After RStudio automatically reloads, the R working directory will be set to the place where your RStudio Project file is located. Therefore, you should see the file ending in .Rproj in the RStudio Files tab in the lower right pane. Also, you can check your working dir:

getwd()

Why RStudio Projects are useful

In brief, RStudio Projects help you to organize your work and make it more reproducible:

  • When using Projects, you can avoid manually setting your working directory altogether. To refer to files within the project, you can use relative file paths (some examples below). This way, even if you move the project directory, or copy it to a different computer, the same paths will still work. (Just make sure your Project is in the appropriate location: in the top-level dir of your folder hierarchy for your research project or stuff like Code Club.)

  • Projects encourage you to organize research projects inside self-contained folder hierarchies exactly as recommended above.

  • They record which scripts (and R Markdown files) are open in RStudio, and will reopen all of those when you reopen the project. This becomes quite handy, say, when you work on three different projects, each of which uses a number of scripts.

  • When you switch between Projects, R will restart — and this is a good thing, since you don’t want to randomly carry over objects and loaded packages across research projects.


Using relative paths to refer to files within the project

As mentioned above, a main function of RStudio Projects is that you should not have to use setwd() at all. But of course, not all files will (nor should they!) be in the very same top-level project folder that your RStudio Project will move you to.

So, to refer to files you will (still) be using paths, and you should prefer relative paths – for example:

# [Fictional examples - though you can test with your some files if you have them]
library(tidyverse)

# Read a plain-text tab-separated file:
read_tsv("data/experiment1.tsv")

# Read an Excel file:
# (Install the package with: install.packages("readxl") )
readxl::read_xls("data/trial2/2024-08-17_sampling.xlsx")

# Save a figure to file:
ggsave("results/figures/barplot.png", p_bar)

Exercise: Create an RStudio Project for a research project folder

Then, if you have some files that you thing you might be able to load, practice with using relative paths to do so.

(Or use the file.exists() function just to check that you have correctly located the file – it will return TRUE if there is a file at the specified path, and FASLE if there is not.)




5 Bonus: File naming

We’ll go through three principles for good file names (from Jenny Bryan) — good file names:

  • Are machine-readable
  • Are human-readable
  • Play well with default file ordering

Machine-readable

Consistent and informative naming helps you to programmatically find and process files.

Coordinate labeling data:

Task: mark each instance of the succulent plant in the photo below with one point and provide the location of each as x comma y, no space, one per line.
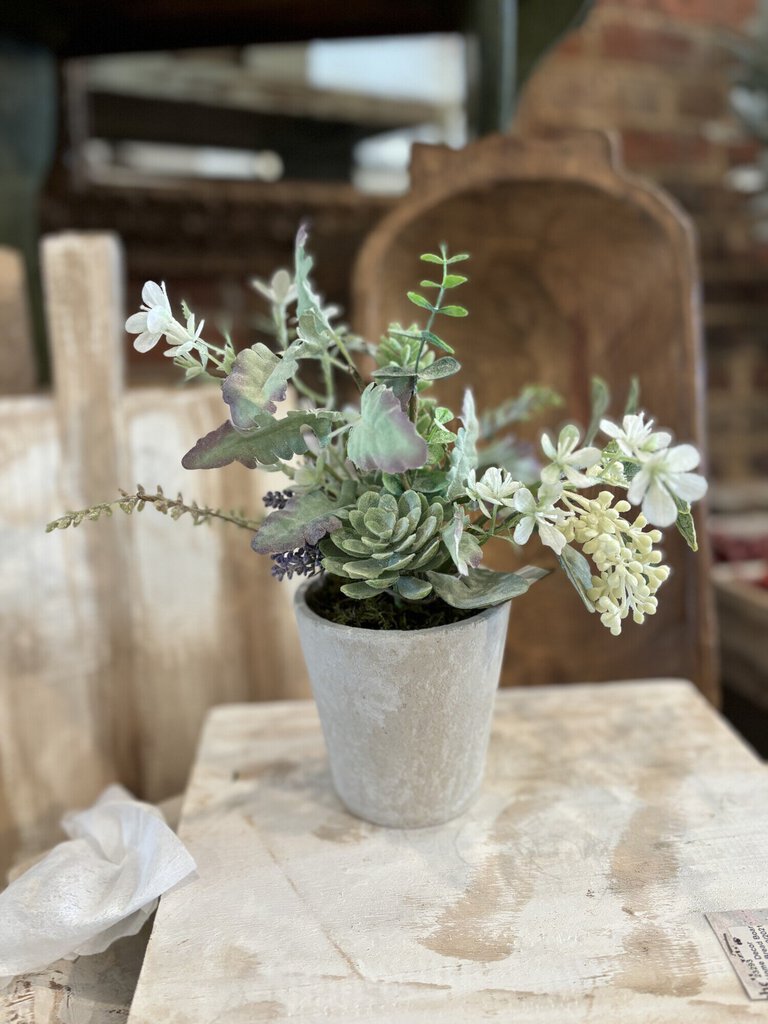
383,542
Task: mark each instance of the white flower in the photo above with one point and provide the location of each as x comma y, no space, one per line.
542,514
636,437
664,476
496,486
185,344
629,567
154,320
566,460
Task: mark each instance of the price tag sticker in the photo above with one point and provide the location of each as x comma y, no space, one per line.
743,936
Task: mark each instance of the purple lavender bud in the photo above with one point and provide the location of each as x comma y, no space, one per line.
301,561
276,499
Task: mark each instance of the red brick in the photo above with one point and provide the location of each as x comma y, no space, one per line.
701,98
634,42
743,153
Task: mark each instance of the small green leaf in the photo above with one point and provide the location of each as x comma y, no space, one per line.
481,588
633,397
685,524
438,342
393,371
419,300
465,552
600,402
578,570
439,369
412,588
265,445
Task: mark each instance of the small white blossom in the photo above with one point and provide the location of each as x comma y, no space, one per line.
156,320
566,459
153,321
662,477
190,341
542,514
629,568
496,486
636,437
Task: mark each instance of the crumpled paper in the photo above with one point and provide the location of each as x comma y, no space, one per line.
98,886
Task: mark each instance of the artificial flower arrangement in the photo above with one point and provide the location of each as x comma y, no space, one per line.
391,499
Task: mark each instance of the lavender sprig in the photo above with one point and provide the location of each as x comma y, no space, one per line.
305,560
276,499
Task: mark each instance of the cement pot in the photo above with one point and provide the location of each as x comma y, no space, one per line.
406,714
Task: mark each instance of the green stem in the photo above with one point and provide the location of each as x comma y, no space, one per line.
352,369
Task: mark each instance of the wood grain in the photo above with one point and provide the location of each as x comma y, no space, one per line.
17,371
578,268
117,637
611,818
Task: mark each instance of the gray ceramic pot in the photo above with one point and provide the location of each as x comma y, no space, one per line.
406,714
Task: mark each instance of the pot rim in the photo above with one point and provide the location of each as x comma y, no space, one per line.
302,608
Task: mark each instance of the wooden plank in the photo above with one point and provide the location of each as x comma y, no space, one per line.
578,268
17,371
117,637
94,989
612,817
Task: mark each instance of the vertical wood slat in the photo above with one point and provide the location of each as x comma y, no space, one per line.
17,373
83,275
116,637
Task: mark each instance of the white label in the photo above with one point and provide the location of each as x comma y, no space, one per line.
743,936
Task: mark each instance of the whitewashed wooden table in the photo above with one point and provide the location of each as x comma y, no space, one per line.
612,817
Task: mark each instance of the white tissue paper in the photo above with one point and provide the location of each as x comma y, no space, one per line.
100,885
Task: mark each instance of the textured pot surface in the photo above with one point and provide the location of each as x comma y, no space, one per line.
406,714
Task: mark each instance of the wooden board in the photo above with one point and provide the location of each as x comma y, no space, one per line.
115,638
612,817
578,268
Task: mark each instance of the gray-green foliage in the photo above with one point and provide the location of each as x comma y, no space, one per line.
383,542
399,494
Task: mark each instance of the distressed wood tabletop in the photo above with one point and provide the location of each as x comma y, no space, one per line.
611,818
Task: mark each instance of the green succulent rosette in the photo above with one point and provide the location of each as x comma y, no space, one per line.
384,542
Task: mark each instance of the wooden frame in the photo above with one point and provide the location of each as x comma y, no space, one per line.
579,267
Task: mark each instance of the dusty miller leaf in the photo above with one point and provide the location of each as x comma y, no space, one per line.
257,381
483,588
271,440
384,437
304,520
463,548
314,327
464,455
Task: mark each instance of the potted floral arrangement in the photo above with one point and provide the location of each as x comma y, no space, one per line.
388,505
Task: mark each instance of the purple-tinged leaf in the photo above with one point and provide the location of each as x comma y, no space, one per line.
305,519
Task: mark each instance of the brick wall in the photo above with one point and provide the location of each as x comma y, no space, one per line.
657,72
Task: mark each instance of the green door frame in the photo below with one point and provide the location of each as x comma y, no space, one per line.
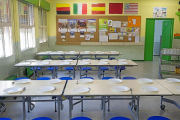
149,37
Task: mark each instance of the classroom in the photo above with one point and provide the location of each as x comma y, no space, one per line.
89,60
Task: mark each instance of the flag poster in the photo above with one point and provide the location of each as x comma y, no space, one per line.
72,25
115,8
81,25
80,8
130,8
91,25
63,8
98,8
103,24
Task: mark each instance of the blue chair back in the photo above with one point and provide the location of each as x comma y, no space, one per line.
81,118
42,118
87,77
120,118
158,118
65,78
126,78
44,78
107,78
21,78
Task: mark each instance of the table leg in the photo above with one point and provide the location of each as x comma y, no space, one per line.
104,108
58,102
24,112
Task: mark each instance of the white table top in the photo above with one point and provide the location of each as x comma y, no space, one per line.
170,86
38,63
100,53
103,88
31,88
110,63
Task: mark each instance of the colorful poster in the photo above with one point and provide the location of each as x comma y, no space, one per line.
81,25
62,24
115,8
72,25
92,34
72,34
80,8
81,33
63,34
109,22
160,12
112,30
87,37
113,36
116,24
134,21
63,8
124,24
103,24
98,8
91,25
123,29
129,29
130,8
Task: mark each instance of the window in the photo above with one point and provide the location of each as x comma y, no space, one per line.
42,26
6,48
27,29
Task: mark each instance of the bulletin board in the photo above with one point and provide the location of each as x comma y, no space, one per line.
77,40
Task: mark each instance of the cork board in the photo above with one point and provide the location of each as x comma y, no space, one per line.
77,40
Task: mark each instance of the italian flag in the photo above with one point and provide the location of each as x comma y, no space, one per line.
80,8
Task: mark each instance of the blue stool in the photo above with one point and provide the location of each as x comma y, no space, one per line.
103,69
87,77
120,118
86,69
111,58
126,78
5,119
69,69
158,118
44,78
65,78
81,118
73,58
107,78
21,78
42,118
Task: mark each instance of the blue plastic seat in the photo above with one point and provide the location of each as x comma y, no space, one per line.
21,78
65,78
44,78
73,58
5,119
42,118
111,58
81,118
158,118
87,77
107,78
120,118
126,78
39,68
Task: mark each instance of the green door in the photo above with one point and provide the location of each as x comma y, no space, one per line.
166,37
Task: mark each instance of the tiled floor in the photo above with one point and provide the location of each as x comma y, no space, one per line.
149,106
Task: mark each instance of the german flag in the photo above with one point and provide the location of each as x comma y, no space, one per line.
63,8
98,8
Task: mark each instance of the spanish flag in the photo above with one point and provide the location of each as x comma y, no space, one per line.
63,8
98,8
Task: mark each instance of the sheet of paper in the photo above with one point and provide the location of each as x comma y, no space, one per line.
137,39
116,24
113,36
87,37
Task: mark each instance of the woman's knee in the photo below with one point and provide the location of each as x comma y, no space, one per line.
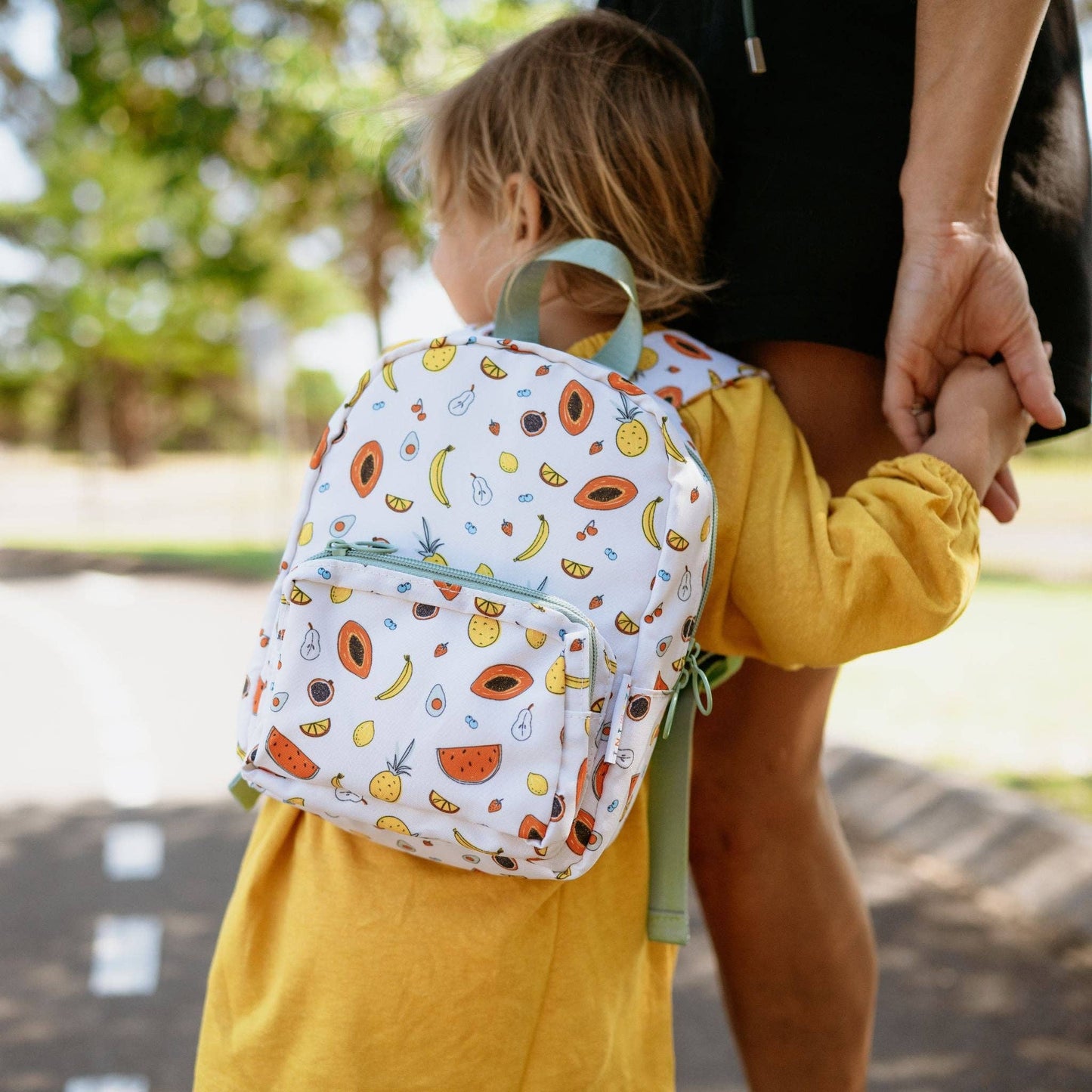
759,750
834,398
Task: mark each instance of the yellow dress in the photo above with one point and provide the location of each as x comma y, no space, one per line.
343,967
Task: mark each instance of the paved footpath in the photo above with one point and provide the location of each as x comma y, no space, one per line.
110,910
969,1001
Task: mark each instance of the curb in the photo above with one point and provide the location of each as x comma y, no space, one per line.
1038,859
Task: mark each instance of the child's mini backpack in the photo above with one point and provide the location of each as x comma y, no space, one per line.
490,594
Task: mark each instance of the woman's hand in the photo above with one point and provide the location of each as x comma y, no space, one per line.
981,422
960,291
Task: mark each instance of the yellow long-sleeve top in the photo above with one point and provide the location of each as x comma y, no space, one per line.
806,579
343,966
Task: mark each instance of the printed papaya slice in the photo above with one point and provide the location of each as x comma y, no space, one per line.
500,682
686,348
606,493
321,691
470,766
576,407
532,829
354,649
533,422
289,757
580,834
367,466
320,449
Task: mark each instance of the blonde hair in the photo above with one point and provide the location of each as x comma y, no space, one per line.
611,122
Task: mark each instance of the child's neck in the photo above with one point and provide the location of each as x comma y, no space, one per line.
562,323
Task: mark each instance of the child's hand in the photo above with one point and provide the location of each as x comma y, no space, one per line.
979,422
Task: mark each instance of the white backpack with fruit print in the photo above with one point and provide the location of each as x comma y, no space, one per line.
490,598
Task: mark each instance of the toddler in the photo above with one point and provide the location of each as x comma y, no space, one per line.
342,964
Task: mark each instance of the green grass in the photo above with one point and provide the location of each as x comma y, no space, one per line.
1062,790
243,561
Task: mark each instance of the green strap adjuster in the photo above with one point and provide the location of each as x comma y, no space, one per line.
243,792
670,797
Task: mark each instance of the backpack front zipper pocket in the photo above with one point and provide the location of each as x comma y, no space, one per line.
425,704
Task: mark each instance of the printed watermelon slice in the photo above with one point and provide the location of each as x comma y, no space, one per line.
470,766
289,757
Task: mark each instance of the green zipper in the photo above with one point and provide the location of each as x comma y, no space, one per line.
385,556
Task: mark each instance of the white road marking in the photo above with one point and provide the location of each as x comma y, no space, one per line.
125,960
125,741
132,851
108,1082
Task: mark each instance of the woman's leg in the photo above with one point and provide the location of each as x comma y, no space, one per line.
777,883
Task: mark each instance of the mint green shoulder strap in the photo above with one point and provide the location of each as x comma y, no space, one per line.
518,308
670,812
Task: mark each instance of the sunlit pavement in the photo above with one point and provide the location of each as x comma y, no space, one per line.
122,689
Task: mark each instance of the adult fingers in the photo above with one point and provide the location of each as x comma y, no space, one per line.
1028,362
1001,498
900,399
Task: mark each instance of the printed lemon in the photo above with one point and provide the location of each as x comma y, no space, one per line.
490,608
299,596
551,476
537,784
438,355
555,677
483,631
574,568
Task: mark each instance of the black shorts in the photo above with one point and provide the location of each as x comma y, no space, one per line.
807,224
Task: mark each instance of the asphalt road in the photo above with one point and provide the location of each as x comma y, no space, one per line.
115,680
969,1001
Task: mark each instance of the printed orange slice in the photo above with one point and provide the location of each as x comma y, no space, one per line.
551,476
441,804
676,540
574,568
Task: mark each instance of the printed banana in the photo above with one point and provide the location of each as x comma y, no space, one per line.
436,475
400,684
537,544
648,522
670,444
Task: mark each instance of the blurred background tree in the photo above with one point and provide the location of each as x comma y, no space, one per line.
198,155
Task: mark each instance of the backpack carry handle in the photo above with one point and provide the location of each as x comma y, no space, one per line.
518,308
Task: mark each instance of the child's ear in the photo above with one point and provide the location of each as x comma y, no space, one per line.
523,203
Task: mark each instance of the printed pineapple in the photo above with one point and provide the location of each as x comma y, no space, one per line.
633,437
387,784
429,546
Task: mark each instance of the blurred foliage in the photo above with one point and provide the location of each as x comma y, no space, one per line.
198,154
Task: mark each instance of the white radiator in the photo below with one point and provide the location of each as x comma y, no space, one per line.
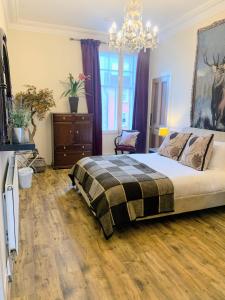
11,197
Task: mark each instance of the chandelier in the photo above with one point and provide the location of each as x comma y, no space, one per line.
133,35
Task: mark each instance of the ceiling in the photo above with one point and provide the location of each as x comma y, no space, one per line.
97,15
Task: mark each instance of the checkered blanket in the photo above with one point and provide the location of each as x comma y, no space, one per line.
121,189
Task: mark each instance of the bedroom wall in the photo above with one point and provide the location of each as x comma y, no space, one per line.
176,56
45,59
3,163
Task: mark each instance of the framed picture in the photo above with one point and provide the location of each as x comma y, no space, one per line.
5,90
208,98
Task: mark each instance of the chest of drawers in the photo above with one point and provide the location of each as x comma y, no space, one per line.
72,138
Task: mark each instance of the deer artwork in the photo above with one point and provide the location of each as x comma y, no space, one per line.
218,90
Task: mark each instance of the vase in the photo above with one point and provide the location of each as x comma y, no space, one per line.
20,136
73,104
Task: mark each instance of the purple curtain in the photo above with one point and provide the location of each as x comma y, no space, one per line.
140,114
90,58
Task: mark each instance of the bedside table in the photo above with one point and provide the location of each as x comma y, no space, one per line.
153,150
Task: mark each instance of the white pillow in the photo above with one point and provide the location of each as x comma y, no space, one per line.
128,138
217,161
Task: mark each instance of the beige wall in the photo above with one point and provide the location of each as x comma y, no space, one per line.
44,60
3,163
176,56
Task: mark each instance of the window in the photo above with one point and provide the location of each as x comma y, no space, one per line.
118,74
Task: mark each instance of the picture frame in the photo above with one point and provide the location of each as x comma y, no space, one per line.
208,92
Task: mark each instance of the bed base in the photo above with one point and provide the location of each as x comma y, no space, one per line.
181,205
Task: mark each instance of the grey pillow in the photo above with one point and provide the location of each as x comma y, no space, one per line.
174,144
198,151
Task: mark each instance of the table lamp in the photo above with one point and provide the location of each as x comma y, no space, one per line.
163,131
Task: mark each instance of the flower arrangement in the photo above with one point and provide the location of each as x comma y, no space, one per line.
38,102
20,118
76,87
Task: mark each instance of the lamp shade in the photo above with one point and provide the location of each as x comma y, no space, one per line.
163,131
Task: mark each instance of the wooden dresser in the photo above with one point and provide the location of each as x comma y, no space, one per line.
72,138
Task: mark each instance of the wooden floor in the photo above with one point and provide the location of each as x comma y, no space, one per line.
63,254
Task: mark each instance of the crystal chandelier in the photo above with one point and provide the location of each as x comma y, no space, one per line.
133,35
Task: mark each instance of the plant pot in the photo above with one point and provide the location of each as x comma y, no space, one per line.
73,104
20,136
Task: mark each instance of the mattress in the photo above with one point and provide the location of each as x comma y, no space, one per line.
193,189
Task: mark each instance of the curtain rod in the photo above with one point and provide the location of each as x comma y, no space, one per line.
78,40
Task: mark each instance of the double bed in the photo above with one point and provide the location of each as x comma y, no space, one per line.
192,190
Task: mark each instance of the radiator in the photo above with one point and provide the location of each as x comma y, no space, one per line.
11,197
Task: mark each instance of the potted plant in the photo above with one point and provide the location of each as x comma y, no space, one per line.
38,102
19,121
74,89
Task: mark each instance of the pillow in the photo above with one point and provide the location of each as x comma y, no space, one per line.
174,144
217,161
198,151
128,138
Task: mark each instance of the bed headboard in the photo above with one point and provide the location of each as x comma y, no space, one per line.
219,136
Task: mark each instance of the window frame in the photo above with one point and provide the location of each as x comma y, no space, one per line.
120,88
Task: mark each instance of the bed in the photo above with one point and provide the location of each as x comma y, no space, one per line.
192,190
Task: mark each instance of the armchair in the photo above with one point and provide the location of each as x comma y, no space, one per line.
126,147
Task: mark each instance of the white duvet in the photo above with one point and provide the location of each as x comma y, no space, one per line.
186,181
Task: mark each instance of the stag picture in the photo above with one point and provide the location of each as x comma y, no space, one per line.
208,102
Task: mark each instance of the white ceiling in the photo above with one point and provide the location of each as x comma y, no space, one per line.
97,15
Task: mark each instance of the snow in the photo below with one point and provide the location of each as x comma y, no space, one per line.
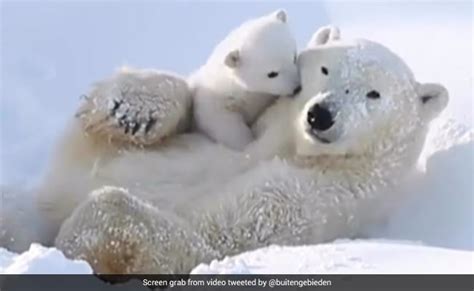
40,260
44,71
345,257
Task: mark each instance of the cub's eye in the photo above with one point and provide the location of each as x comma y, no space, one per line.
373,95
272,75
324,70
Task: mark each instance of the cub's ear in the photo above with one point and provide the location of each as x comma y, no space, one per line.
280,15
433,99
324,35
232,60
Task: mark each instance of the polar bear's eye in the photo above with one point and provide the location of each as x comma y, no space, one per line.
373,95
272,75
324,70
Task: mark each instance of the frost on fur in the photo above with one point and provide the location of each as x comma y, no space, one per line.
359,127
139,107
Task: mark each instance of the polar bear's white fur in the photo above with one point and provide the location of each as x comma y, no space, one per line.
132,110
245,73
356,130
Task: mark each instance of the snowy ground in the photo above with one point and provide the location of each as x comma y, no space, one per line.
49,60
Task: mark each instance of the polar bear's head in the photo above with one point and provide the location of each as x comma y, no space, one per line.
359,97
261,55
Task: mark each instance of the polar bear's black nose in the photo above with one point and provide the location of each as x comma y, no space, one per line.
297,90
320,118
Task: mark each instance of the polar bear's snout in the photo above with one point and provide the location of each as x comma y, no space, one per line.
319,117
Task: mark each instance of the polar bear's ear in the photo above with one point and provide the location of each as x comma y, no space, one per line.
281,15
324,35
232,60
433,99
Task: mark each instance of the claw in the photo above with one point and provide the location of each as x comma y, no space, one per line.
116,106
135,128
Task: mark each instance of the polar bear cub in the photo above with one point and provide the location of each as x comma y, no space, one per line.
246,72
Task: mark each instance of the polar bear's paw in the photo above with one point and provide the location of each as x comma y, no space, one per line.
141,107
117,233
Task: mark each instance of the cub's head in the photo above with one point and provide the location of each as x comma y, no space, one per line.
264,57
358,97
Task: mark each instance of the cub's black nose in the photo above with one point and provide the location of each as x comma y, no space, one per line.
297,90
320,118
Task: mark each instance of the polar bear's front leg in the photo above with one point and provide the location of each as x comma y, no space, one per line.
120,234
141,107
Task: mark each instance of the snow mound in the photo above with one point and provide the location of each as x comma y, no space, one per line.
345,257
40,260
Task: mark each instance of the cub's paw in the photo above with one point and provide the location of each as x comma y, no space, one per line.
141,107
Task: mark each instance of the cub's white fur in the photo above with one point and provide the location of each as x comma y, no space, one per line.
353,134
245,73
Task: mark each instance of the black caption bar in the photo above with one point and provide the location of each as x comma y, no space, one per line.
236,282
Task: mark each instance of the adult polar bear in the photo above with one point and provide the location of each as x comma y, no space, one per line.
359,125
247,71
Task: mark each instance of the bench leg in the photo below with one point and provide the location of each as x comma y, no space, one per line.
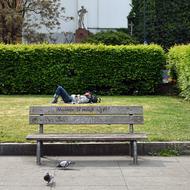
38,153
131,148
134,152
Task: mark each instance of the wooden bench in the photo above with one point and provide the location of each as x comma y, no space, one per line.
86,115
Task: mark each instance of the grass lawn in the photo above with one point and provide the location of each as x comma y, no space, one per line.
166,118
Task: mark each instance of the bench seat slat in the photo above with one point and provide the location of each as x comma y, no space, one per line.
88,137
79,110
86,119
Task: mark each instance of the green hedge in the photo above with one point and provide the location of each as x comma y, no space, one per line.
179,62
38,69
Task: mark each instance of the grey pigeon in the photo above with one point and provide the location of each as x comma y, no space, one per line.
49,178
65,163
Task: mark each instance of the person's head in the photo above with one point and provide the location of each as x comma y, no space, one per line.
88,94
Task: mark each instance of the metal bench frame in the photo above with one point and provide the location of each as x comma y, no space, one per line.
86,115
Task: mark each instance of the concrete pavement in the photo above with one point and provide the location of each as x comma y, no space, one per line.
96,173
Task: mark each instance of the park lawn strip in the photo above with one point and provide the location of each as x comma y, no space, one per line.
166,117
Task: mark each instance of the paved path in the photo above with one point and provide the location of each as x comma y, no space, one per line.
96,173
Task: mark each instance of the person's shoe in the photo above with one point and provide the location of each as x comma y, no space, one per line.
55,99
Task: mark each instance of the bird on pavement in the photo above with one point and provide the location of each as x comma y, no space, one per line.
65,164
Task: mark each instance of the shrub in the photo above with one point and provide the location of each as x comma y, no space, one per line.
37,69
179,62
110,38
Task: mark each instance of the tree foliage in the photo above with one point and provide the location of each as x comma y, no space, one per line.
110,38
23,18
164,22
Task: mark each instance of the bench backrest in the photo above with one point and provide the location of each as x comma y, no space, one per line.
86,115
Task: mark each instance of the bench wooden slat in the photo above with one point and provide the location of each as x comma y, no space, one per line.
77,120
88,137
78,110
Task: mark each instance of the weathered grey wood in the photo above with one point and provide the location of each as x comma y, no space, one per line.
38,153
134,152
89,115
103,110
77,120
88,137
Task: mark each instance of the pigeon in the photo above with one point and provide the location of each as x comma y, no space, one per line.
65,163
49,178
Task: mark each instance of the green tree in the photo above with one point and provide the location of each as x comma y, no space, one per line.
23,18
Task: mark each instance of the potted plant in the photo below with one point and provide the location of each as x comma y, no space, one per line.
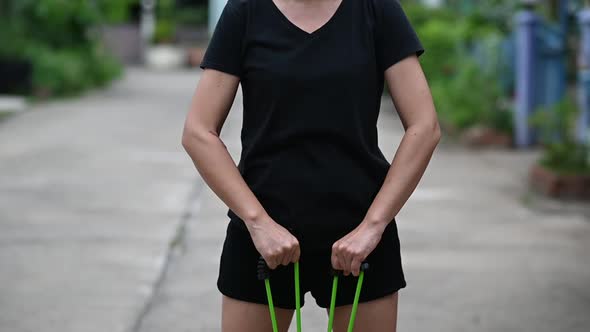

Tasks and exercises
- 1) Answer these questions using the RStudio passage above the entries.
(a) What happens to R when you switch between Projects?
(b) Which function can confirm that a file is at a given path, and what does it return when the file is there?
(c) What three principles for good file names does the passage list?
- 2) Write the next part of the RStudio passage, continuing its section on machine-readable file names.

Answers to the exercise
- 1)
(a) R restarts.
(b) The file.exists() function; it returns TRUE.
(c) Good file names are machine-readable, are human-readable, and play well with default file ordering.

- 2)
  • In file names, provide metadata like Sample ID, date, and treatment – with such file names, you can easily select samples from e.g. a certain month or treatment:

    • sample032_2016-05-03_low.txt
    • samples_soil_treatmentA_2019-01.txt
  • Avoid spaces in file names. More generally, only use the following in file names:

    • Alphanumeric characters A-Z, a-z, 0-9

    • Underscores _

    • Hyphens (dashes) -

    • Periods (dots) .


Human-readable

“Name all files to reflect their content or function. For example, use names such as bird_count_table.csv, manuscript.md, or sightings_analysis.py.
Wilson et al. 2017

One good way to combine machine- and human-readable (opinionated recommendations):

  • Use underscores (_) to delimit units you may later want to separate on: sampleID, treatment, date.
  • Within such units, use dashes (-) to delimit words: grass-samples.
  • Limit the use of periods (.) to indicate file extensions.
  • Generally avoid capitals.

For example:

mmus001_treatmentA_filtered-by-quality.bam
mmus001_treatmentA_filtered-by-quality.bam
.
.
mmus086_treatmentA_filtered-by-quality.bam

Play well with default file ordering

  • Use leading zeros for lexicographic sorting: sample005.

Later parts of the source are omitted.